### Dataset rows

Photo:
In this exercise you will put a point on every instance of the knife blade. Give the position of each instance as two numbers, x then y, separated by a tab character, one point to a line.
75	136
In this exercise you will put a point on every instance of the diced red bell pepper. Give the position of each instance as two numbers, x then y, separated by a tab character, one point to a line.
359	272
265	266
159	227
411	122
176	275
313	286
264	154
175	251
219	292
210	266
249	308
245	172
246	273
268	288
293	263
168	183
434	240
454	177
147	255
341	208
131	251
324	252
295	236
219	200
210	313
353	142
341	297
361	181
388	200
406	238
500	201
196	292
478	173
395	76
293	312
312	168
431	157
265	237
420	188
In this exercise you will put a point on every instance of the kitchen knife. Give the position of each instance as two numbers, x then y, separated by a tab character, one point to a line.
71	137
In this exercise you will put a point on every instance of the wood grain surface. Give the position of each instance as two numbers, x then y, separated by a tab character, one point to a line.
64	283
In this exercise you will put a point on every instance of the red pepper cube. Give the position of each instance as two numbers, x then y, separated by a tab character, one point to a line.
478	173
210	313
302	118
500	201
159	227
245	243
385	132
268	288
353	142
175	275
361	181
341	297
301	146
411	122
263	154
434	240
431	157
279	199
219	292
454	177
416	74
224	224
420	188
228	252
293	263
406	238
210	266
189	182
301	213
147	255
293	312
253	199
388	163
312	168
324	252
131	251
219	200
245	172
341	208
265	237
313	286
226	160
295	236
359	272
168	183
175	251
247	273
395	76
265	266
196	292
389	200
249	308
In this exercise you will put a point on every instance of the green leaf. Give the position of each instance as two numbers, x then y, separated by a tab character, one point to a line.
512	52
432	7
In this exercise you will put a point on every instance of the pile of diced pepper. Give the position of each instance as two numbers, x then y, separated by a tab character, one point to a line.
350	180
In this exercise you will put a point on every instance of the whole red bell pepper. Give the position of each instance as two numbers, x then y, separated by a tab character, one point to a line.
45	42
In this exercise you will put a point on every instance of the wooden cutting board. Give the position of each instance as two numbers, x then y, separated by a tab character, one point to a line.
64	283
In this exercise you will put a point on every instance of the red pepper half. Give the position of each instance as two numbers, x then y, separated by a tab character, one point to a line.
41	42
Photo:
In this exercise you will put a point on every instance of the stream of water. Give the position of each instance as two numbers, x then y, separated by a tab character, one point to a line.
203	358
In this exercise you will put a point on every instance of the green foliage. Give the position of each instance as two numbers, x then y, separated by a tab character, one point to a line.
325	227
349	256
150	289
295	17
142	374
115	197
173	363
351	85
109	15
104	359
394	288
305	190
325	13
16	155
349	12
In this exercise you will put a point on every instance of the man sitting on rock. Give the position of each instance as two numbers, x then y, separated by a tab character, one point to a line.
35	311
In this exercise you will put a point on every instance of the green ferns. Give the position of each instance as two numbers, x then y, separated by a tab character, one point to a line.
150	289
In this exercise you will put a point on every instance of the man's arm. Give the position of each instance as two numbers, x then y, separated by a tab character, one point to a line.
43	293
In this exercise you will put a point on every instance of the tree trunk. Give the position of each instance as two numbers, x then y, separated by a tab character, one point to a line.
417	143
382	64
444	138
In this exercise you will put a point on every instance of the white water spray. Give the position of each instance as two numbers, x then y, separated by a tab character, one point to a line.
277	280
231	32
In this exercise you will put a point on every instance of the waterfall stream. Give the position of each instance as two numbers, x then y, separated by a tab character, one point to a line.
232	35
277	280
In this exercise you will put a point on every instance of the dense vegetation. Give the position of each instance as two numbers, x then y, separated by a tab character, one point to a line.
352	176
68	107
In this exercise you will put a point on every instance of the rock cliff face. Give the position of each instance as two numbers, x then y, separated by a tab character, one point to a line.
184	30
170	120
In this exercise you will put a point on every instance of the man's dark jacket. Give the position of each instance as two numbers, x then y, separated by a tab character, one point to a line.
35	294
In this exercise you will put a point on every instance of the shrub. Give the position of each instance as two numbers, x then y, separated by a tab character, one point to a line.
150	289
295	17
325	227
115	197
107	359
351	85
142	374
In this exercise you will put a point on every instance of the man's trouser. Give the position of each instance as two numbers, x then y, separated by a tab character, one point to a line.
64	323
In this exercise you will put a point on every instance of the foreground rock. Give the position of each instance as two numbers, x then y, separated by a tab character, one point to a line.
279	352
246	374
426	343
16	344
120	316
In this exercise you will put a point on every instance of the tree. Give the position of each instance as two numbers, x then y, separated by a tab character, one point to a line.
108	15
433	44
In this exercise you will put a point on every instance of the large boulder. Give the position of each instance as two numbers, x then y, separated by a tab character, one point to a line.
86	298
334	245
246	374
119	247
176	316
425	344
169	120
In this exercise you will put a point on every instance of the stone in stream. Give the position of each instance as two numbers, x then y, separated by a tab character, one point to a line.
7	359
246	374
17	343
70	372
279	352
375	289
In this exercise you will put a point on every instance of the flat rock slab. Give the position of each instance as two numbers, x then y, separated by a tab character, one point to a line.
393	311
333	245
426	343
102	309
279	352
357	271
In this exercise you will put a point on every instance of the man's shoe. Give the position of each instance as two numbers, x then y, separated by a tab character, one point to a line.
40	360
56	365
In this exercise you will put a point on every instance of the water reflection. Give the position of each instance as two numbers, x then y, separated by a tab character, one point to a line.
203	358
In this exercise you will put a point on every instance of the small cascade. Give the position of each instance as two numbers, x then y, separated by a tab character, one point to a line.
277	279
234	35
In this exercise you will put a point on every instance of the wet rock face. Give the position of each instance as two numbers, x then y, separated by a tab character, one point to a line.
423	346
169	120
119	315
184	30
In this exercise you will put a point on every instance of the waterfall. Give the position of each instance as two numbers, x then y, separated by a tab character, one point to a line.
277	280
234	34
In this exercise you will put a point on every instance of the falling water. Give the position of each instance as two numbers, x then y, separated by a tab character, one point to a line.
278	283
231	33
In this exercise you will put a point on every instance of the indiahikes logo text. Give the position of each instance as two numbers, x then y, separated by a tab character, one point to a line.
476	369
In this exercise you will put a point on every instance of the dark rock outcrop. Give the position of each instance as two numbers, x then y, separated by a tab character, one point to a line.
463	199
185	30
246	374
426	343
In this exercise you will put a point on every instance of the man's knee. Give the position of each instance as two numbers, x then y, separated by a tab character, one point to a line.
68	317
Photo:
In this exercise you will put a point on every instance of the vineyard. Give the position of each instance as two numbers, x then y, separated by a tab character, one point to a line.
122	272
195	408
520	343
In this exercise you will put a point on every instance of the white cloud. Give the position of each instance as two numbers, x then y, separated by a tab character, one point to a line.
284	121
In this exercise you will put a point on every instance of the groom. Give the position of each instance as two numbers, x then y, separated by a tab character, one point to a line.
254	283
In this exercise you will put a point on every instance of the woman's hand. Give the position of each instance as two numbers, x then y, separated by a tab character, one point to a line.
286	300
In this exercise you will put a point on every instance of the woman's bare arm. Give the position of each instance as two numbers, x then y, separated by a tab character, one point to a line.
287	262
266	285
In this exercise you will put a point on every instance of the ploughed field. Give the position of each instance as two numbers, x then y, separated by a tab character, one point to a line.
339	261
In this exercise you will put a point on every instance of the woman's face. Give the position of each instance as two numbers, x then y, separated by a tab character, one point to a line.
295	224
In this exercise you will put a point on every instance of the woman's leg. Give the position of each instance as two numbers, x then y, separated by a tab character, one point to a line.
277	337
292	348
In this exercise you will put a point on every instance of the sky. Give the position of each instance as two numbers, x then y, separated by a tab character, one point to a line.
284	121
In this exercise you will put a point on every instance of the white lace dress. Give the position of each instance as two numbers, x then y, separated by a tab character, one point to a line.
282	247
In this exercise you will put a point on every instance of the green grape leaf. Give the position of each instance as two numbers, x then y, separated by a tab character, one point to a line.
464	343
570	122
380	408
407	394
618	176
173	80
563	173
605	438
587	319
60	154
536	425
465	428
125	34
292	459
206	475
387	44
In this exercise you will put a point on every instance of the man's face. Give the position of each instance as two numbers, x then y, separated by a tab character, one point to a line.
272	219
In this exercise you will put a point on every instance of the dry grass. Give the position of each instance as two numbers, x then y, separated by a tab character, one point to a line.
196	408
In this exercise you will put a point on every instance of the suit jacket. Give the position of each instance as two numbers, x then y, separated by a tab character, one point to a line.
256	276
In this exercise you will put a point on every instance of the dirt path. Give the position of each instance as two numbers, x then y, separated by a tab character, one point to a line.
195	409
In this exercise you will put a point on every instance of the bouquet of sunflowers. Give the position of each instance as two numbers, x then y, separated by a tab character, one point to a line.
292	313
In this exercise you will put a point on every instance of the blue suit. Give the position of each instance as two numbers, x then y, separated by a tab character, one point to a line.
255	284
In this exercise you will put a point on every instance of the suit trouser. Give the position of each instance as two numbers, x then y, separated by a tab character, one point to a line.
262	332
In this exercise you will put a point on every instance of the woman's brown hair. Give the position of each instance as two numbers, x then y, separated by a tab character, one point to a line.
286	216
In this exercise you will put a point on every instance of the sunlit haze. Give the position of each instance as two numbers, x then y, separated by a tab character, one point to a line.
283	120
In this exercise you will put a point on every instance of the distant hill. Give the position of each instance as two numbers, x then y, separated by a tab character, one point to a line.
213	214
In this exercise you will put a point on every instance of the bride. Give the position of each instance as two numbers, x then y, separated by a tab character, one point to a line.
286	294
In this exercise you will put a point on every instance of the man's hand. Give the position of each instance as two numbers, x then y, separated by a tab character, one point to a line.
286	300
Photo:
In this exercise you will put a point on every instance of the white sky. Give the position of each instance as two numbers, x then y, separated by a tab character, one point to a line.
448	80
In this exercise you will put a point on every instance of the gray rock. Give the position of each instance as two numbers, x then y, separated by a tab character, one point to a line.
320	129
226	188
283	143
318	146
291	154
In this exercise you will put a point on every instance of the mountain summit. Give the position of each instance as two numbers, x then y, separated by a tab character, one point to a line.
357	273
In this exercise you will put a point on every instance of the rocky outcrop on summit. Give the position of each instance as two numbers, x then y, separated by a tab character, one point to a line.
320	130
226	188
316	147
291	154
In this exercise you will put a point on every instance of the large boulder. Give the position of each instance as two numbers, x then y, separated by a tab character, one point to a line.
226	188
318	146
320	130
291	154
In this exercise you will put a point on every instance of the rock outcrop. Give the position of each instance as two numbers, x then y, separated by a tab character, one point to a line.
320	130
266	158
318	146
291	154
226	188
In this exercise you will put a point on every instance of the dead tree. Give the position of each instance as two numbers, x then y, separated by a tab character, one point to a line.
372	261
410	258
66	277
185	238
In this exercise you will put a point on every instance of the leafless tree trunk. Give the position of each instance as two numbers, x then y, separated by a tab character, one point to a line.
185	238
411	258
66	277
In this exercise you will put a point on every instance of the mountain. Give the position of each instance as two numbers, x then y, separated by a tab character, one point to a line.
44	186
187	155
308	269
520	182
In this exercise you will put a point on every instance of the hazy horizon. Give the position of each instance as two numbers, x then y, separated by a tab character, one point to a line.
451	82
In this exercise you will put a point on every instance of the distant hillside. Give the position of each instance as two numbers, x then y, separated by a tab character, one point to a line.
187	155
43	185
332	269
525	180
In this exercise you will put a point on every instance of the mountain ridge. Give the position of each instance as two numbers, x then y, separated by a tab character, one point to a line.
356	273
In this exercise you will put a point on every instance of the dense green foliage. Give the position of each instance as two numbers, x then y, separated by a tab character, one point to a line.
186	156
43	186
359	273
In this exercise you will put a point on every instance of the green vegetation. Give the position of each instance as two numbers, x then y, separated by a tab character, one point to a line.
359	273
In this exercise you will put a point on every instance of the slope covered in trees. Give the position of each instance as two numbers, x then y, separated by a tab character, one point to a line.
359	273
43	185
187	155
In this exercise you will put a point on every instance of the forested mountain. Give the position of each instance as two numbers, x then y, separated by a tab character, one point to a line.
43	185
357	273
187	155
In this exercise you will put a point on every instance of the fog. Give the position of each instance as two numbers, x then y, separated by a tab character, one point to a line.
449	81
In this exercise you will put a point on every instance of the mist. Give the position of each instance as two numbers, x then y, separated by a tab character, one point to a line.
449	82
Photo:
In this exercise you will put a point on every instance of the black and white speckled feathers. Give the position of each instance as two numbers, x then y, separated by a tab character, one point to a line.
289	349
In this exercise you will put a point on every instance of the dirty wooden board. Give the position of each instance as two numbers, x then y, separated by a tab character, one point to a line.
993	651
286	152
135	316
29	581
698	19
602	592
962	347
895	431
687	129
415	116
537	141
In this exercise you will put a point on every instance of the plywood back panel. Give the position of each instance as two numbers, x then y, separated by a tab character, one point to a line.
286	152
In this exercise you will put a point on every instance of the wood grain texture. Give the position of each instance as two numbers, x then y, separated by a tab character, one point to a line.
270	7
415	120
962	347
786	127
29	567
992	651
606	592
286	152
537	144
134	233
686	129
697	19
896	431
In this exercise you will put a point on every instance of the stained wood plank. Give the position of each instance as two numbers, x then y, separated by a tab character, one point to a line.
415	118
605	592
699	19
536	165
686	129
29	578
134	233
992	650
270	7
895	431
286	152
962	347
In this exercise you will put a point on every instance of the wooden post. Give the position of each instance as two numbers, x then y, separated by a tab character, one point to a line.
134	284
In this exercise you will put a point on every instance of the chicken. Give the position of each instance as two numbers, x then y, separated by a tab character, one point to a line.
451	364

### Exercise goal
Output, unchanged, the lines from the line with "of the dirty" through the final line of the material.

### Exercise output
In this exercise you will put a point on every instance of the dirty wooden board. Give the position of each instance as two numbers, x then y, separated by a tab character, one point to a line.
993	651
286	152
135	316
29	581
698	19
602	592
962	347
895	431
687	129
415	116
537	141
In this exercise you will put a point on every instance of the plywood back panel. Give the position of each instance as two numbers, x then y, separated by a tab character, one point to a line.
286	152
In this exercise you will put a point on every instance of the wood grain texture. Give the position of each instance as two numbers, x then y, separated by a tab character, one point to a line.
270	7
415	120
962	347
786	127
29	567
992	651
606	592
286	152
537	144
134	233
686	129
697	19
896	431
In this exercise you will put a point on every instance of the stained wood plank. Give the position of each instance as two numbers, x then y, separated by a tab character, one point to a line.
415	118
605	592
699	19
536	165
686	129
29	578
134	233
992	650
270	7
895	431
286	152
962	347
In this exercise you will put a point on every instance of the wooden post. Give the position of each instance as two numbers, x then y, separated by a tab character, one point to a line.
134	284
In this exercise you will put a point on every instance of the chicken. Give the position of each instance as two numbers, x then y, separated by a tab character, one point to a line.
451	364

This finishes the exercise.